■ Task objective ■
Update the entries from the line with "Tag a single point on each instance of the brown" up to and including the line with "Target: brown hair" by replacing "brown hair" with "red hair" and leaving everything else unchanged. Return only those lines.

■ Data shown ■
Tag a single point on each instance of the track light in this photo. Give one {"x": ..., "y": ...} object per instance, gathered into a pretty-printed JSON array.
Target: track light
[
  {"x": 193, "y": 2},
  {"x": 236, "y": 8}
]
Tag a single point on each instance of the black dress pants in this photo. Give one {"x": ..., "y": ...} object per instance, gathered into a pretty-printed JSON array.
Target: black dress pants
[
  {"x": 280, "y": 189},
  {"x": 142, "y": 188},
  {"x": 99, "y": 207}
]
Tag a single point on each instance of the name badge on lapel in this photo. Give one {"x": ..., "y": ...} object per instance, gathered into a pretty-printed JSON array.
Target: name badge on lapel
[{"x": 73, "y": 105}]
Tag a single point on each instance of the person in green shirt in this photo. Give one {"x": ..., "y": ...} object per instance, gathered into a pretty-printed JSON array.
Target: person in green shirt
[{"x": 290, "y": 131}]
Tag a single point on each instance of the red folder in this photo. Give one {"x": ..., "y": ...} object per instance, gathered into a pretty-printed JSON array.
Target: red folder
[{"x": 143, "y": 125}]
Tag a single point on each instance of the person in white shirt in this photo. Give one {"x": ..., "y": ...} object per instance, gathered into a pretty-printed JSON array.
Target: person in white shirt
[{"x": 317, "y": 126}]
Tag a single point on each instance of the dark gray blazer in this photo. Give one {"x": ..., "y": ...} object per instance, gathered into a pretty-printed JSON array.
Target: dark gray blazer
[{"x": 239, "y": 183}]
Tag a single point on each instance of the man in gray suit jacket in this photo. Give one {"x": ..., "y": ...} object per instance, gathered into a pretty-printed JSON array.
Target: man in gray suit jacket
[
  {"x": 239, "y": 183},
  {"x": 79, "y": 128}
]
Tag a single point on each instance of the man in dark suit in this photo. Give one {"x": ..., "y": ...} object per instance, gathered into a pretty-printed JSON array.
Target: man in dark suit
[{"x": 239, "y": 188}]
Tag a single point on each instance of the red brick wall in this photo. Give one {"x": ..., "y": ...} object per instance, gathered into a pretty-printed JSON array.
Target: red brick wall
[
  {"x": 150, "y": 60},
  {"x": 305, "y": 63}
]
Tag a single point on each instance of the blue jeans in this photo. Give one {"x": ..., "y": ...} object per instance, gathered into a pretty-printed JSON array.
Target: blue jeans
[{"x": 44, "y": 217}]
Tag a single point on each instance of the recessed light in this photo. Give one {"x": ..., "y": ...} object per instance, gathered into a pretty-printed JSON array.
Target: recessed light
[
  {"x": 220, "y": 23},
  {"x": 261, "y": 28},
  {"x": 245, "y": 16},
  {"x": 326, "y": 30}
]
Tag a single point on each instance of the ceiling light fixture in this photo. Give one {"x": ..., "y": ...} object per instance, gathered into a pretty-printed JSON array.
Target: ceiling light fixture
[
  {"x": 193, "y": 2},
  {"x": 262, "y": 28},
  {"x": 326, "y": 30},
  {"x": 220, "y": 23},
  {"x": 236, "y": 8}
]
--
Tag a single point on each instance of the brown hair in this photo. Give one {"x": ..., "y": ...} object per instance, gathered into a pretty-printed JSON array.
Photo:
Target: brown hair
==
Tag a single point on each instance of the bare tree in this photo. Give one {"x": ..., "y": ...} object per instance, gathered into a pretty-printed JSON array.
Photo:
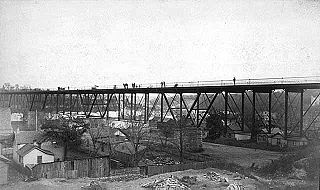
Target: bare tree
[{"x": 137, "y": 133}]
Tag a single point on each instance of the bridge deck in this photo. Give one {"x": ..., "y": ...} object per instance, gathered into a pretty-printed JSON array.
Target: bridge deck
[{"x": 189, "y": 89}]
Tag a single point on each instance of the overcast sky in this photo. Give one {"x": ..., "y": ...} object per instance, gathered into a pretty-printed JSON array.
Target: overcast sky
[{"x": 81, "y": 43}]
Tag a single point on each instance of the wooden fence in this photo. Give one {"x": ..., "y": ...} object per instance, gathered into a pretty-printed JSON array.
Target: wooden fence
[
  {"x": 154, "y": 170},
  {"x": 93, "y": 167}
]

■ Solution ■
Tag a single point on each instance of the red hair in this photo. Give one {"x": ..., "y": ...} object per instance, gathered into a pretty-printed JSON array.
Photo:
Target: red hair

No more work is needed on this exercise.